**Passage provided**
--- begin ---

# One Day in Oct.



## Flytyingguy1 (Sep 8, 2009)

Maybe one day in Oct.when we are all here on vacation we can all meet up at a certain place, introduce our self's & fish for a few hours??
What do you guy's think ? Want the local guy's to be present also.
Anyone have any idea's?? I think it would be nice to meet some new people & tell some fish story's.
I myself will be there the entire month of Oct. & will be driving down & staying in Surf Side Beach...............Ron


----------



## SmoothLures (Feb 13, 2008)

Planning to make it a weekend at least sometime...not sure on dates.


----------



## c0ch3s3 (Jul 10, 2009)

im up for it. we could all hit hthe beach somewhere in south garden city or something. make it a nice and easy meeting spot for everyone to find. when is everyone going to be here?


----------



## kingfisherman23 (Dec 14, 2003)

I'm in. I'll probably be down the second and third weekends in October.

Evan


----------



## The Skink (Mar 9, 2009)

Kewl!
count me in


----------



## Flytyingguy1 (Sep 8, 2009)

--- end ---

**Short task A**
Extract the passage of the October meetup thread from "## c0ch3s3 (Jul" to "weekends in October.".
The forum thread and the rows that follow it were taken from unrelated sources.

**Dataset excerpt**

--- begin ---

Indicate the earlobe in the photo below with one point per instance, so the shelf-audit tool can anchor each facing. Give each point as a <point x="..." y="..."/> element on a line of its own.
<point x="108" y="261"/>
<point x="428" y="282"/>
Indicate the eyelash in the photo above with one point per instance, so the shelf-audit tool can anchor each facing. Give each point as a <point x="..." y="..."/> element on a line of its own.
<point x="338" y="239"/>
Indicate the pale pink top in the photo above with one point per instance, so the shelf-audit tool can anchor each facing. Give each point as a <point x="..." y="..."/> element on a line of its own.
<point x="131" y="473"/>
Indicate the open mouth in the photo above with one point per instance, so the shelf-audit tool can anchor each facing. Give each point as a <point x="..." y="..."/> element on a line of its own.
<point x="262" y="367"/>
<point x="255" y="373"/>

--- end ---

**Short task B**
Rewrite the rows from the line with "Indicate the pale" through the end of the rows, changing "open mouth" to "smiling mouth" and leaving everything else the same.

**Exercise response A**
## c0ch3s3 (Jul 10, 2009)

im up for it. we could all hit hthe beach somewhere in south garden city or something. make it a nice and easy meeting spot for everyone to find. when is everyone going to be here?


----------



## kingfisherman23 (Dec 14, 2003)

I'm in. I'll probably be down the second and third weekends in October.

**Exercise response B**
Indicate the pale pink top in the photo above with one point per instance, so the shelf-audit tool can anchor each facing. Give each point as a <point x="..." y="..."/> element on a line of its own.
<point x="131" y="473"/>
Indicate the smiling mouth in the photo above with one point per instance, so the shelf-audit tool can anchor each facing. Give each point as a <point x="..." y="..."/> element on a line of its own.
<point x="262" y="367"/>
<point x="255" y="373"/>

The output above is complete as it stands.